Data section:

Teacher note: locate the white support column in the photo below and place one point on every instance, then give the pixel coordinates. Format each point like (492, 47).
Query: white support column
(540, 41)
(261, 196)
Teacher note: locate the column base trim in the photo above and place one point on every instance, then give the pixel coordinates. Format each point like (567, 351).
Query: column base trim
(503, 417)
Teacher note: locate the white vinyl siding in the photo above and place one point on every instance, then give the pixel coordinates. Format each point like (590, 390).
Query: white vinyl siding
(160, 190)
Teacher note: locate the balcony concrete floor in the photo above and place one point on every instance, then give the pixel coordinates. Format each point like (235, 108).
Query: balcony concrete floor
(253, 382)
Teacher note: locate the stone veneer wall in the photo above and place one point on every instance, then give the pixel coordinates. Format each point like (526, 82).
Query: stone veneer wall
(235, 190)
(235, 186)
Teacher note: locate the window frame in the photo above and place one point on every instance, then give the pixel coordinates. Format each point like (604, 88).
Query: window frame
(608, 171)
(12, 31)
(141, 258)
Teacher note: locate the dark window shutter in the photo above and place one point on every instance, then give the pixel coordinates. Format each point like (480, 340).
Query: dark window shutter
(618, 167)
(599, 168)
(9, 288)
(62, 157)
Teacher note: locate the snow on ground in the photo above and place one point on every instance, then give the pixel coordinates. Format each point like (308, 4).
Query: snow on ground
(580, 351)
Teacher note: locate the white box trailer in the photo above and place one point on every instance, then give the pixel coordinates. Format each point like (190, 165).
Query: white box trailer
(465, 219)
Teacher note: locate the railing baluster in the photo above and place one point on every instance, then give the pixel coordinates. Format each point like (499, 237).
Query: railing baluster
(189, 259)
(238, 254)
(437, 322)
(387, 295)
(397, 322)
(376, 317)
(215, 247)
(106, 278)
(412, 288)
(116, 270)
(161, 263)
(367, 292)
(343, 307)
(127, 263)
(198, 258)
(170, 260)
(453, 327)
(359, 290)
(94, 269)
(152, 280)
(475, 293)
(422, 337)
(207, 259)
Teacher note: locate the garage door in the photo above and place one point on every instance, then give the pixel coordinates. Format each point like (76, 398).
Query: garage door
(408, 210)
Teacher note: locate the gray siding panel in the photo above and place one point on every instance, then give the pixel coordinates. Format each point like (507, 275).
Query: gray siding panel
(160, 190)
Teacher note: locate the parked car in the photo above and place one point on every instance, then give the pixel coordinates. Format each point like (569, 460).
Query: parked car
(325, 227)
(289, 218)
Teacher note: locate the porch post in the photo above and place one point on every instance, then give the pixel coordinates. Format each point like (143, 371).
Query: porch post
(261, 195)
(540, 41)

---

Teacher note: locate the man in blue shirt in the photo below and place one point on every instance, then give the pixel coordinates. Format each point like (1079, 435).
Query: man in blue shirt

Goal of the exercise: Find every line in the records that has the string "shirt", then state how many there are and nothing else.

Answer to this task: 2